● **Saved entries**

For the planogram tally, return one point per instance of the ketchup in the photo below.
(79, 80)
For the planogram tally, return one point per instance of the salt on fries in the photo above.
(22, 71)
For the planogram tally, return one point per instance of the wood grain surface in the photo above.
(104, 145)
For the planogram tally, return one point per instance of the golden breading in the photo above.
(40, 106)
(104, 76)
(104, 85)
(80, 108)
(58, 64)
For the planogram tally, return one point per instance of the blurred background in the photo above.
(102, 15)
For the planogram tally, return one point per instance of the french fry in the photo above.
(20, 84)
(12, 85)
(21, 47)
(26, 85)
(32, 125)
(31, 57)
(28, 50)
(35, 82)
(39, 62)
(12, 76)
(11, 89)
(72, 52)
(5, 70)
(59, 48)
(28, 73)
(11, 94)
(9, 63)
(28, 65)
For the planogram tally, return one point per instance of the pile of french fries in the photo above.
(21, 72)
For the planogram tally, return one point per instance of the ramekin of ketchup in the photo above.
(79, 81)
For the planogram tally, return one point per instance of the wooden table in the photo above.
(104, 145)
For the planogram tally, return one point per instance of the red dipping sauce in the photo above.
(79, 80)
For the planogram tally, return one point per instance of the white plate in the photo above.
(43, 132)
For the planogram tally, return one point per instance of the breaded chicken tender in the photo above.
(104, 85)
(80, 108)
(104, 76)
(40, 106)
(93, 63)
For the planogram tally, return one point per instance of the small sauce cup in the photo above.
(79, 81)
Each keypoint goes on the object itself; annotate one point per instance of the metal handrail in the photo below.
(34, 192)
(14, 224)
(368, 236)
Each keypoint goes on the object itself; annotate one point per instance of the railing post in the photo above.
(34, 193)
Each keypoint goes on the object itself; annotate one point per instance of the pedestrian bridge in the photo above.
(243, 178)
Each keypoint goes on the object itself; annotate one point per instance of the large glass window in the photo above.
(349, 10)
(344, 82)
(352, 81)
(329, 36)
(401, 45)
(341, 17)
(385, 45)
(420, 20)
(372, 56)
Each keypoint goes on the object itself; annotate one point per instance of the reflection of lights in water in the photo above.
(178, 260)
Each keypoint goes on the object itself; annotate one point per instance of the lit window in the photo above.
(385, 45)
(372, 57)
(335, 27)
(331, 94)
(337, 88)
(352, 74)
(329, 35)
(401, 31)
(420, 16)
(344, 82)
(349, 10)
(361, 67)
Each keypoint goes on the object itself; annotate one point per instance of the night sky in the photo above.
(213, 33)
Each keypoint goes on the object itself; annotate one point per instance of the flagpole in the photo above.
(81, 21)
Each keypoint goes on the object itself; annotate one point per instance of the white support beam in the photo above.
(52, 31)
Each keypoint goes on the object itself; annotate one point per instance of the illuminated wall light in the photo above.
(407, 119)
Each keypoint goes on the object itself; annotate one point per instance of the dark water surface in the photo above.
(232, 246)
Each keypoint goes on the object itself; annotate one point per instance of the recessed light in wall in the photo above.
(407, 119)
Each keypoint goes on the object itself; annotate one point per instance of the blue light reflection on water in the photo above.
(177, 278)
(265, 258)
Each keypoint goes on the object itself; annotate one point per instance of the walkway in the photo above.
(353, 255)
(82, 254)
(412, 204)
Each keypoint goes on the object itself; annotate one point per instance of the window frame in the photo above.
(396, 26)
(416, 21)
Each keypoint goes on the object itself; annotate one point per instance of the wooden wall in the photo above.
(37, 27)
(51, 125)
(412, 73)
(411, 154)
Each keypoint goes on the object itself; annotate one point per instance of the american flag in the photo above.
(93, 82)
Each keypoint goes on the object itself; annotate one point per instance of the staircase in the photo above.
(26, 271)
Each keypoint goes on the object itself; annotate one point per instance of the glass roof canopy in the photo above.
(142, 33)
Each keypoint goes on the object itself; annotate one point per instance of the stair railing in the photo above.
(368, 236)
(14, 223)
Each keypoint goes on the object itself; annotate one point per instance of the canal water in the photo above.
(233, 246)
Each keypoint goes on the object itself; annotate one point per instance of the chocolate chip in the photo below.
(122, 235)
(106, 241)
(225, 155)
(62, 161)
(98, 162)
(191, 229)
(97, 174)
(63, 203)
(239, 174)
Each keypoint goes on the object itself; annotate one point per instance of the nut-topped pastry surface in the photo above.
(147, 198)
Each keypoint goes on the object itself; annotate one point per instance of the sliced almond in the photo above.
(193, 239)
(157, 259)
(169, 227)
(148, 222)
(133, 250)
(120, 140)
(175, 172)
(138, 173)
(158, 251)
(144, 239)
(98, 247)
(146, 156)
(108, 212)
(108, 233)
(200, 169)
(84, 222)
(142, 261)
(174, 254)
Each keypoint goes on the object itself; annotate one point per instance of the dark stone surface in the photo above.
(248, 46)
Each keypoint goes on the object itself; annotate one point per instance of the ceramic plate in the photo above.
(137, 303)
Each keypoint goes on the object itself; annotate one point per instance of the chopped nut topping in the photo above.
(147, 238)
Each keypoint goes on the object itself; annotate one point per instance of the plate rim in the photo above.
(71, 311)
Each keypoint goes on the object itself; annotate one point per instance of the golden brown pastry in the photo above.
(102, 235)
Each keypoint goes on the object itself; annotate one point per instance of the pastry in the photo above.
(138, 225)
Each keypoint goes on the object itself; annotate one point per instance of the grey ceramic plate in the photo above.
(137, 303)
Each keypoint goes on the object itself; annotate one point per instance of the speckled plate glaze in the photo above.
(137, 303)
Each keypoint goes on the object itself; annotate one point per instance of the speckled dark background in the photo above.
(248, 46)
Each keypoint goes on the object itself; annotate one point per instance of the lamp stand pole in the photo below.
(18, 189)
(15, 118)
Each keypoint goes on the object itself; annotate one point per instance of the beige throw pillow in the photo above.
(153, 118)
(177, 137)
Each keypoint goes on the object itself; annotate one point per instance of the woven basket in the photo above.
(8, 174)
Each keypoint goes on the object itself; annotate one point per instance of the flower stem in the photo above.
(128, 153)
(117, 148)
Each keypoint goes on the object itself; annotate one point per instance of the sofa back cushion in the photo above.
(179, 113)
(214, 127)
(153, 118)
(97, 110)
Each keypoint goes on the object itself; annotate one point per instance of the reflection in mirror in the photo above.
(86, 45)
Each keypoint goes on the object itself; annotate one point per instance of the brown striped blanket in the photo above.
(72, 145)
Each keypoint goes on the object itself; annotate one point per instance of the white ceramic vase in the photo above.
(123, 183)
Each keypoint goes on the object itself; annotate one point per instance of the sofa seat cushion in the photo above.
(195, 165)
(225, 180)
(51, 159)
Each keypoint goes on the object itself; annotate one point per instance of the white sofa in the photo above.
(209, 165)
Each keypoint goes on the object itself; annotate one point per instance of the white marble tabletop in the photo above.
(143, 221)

● **Work required**
Without altering anything, print all of the data again.

● **Exercise answer**
For the planogram tally, return one point per instance of the ketchup in the photo below.
(79, 80)
For the planogram tally, return one point per instance of the salt on fries in the photo above.
(22, 71)
For the planogram tally, return one point per instance of the wood grain surface in the photo above.
(104, 145)
For the planogram tally, return one point per instance of the golden breading in the photo above.
(40, 106)
(104, 76)
(104, 85)
(80, 108)
(58, 64)
For the planogram tally, return one point per instance of the blurred background in the photo above.
(102, 15)
For the planogram tally, return one point per instance of the french fry in the photo above.
(20, 84)
(12, 85)
(21, 47)
(26, 85)
(32, 125)
(31, 57)
(28, 50)
(35, 82)
(39, 62)
(12, 76)
(11, 89)
(72, 52)
(5, 70)
(59, 48)
(28, 73)
(11, 94)
(9, 63)
(28, 65)
For the planogram tally, return one point per instance of the pile of french fries in the photo above.
(21, 72)
For the planogram tally, return one point per instance of the ramekin of ketchup in the photo above.
(79, 81)
For the planogram tally, return one point per instance of the wooden table in the photo above.
(104, 145)
For the planogram tally, return one point per instance of the red dipping sauce in the photo above.
(79, 80)
For the planogram tally, return one point per instance of the white plate in the photo above.
(43, 132)
For the planogram tally, return one point per instance of the breaded chicken tender in the photo above.
(104, 85)
(80, 108)
(104, 76)
(40, 106)
(93, 63)
For the planogram tally, return one point per instance of the small sauce cup in the photo above.
(79, 81)
Each keypoint goes on the object itself; annotate one point per instance of the metal handrail in the photo below.
(34, 192)
(14, 224)
(368, 236)
Each keypoint goes on the object itself; annotate one point per instance of the railing post in the photo above.
(34, 193)
Each keypoint goes on the object itself; annotate one point per instance of the pedestrian bridge in the photo above.
(243, 178)
Each keypoint goes on the object itself; annotate one point per instance of the large glass window in the photo above.
(349, 10)
(344, 82)
(352, 81)
(329, 36)
(401, 45)
(341, 17)
(385, 45)
(420, 20)
(372, 56)
Each keypoint goes on the object itself; annotate one point per instance of the reflection of lights in water in the photo above.
(178, 260)
Each keypoint goes on the object itself; annotate one point per instance of the lit window in the photo above.
(385, 45)
(372, 57)
(335, 27)
(331, 94)
(337, 88)
(352, 74)
(329, 35)
(401, 31)
(420, 16)
(344, 82)
(349, 10)
(361, 67)
Each keypoint goes on the object itself; annotate one point per instance of the night sky in the photo above.
(213, 33)
Each keypoint goes on the object itself; annotate one point per instance of the flagpole in the photo above.
(81, 21)
Each keypoint goes on the object itself; annotate one point per instance of the white support beam in the photo above.
(52, 31)
Each keypoint goes on the object itself; annotate one point per instance of the illuminated wall light in the photo above.
(407, 119)
Each keypoint goes on the object itself; annotate one point per instance of the dark water surface in the photo above.
(232, 246)
Each keypoint goes on the object itself; annotate one point per instance of the recessed light in wall in the photo above.
(407, 119)
Each keypoint goes on the object itself; annotate one point per instance of the blue light reflection on water in the photo above.
(177, 278)
(265, 258)
Each keypoint goes on the object itself; annotate one point per instance of the walkway in the photo above.
(353, 255)
(82, 254)
(412, 204)
Each keypoint goes on the object itself; annotate one point per instance of the window frame in the photo above.
(396, 26)
(416, 21)
Each keypoint goes on the object itself; annotate one point per instance of the wooden wall in the photo above.
(37, 27)
(51, 125)
(412, 73)
(411, 154)
Each keypoint goes on the object itself; annotate one point per instance of the american flag in the photo above.
(93, 82)
Each keypoint goes on the object itself; annotate one point per instance of the staircase in the photo above.
(26, 271)
Each keypoint goes on the object itself; annotate one point per instance of the glass roof canopy in the photo above.
(142, 33)
Each keypoint goes on the object itself; annotate one point per instance of the stair railing in the photo above.
(368, 236)
(14, 223)
Each keypoint goes on the object itself; annotate one point per instance of the canal water in the photo above.
(233, 246)
Each keypoint goes on the object itself; annotate one point per instance of the chocolate chip in the photo below.
(122, 235)
(106, 241)
(225, 155)
(62, 161)
(98, 162)
(191, 229)
(97, 174)
(63, 203)
(239, 174)
Each keypoint goes on the object itself; annotate one point per instance of the nut-topped pastry surface in the photo above.
(147, 198)
Each keypoint goes on the object itself; annotate one point per instance of the sliced almond in the photo above.
(193, 239)
(157, 259)
(169, 227)
(148, 222)
(133, 250)
(120, 140)
(175, 172)
(138, 173)
(158, 251)
(144, 239)
(98, 247)
(146, 156)
(108, 212)
(108, 233)
(200, 169)
(84, 222)
(142, 261)
(174, 254)
Each keypoint goes on the object itself; annotate one point per instance of the dark stone surface in the photo above.
(248, 46)
Each keypoint goes on the object itself; annotate one point per instance of the ceramic plate in the photo above.
(137, 303)
Each keypoint goes on the object itself; annotate one point per instance of the chopped nut topping in the photo above.
(147, 238)
Each keypoint goes on the object itself; annotate one point per instance of the plate rim in the photo above.
(71, 311)
Each keypoint goes on the object itself; annotate one point per instance of the golden brown pastry in the photo above.
(102, 235)
Each keypoint goes on the object itself; annotate one point per instance of the pastry in the photo above.
(138, 225)
Each keypoint goes on the object itself; annotate one point per instance of the grey ceramic plate in the photo above.
(137, 303)
Each keypoint goes on the object itself; annotate one point per instance of the speckled plate glaze in the photo above.
(137, 303)
Each keypoint goes on the object itself; annotate one point per instance of the speckled dark background in the photo above.
(248, 46)
Each keypoint goes on the object itself; annotate one point per instance of the lamp stand pole in the photo below.
(18, 189)
(15, 118)
Each keypoint goes on the object itself; annotate one point per instance of the beige throw pillow in the photo above.
(153, 118)
(177, 137)
Each keypoint goes on the object itself; annotate one point per instance of the woven basket in the photo above.
(8, 174)
Each keypoint goes on the object itself; annotate one point per instance of the flower stem in the photo above.
(128, 153)
(117, 148)
Each keypoint goes on the object itself; annotate one point per instance of the sofa back cushion in the photo above.
(179, 113)
(214, 127)
(153, 118)
(97, 110)
Each keypoint goes on the object itself; annotate one point per instance of the reflection in mirror in the photo above.
(86, 45)
Each keypoint goes on the object itself; annotate one point per instance of the brown striped blanket in the photo above.
(72, 145)
Each keypoint goes on the object itself; annotate one point per instance of the white ceramic vase in the photo above.
(123, 183)
Each keypoint goes on the object itself; annotate one point per instance of the sofa seat cushion in the photo above.
(195, 165)
(225, 180)
(51, 159)
Each keypoint goes on the object itself; annotate one point per instance of the white sofa in the photo above.
(209, 165)
Each keypoint goes on the object itself; annotate one point per instance of the white marble tabletop in the photo above.
(143, 221)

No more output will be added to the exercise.